Using the records that follow, copy every line containing the word "below".

Data items
--------------------
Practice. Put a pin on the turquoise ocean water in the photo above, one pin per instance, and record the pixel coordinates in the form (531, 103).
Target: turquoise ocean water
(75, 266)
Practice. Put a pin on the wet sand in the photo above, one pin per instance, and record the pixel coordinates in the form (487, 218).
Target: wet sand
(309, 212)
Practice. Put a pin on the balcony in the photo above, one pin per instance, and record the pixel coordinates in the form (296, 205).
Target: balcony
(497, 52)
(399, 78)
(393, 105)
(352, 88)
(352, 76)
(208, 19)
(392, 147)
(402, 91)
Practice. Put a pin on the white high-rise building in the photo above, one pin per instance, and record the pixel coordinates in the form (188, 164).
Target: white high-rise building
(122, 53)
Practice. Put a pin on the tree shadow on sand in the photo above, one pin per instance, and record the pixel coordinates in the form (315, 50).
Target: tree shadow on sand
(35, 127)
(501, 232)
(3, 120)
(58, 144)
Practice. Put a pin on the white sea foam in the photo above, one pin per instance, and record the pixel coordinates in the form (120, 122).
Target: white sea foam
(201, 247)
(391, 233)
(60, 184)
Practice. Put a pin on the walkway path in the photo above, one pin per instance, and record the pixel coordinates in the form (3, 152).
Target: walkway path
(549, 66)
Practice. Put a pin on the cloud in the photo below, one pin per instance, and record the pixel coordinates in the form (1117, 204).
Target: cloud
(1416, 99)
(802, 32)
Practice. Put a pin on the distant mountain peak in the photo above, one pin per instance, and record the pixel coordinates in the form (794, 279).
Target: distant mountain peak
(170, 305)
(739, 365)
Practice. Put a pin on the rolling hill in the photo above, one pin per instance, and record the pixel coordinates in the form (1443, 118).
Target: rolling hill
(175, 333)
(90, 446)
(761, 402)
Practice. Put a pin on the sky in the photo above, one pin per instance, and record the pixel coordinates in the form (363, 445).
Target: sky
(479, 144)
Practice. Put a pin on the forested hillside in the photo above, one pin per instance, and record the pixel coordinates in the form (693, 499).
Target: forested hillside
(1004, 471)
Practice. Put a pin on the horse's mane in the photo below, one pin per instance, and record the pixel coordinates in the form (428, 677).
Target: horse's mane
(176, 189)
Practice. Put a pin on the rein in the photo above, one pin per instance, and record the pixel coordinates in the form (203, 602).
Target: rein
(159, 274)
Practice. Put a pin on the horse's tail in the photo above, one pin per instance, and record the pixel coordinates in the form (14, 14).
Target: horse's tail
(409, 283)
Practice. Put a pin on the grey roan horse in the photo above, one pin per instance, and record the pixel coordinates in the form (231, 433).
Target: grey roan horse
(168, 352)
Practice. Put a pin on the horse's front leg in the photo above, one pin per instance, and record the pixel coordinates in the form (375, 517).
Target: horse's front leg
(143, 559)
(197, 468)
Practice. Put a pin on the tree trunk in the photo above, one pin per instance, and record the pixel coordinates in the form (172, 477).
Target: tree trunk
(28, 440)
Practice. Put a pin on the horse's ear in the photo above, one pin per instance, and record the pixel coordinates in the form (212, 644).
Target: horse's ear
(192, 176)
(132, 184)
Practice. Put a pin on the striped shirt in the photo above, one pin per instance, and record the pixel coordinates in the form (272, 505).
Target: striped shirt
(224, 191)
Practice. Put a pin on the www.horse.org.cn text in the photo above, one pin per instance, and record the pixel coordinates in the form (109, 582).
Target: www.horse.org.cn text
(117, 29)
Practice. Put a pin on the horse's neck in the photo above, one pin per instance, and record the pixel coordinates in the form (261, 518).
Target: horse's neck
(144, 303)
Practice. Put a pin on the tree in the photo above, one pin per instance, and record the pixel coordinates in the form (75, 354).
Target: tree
--------------------
§ **ANSWER FOR THE TASK**:
Practice. Put a pin on the cloud in the photo below, one pin per instance, and record the pixel coordinates in the form (1117, 204).
Practice. Put a pin on the horse's mane in the photo below, one pin per instance, and record the pixel coordinates in the form (428, 677).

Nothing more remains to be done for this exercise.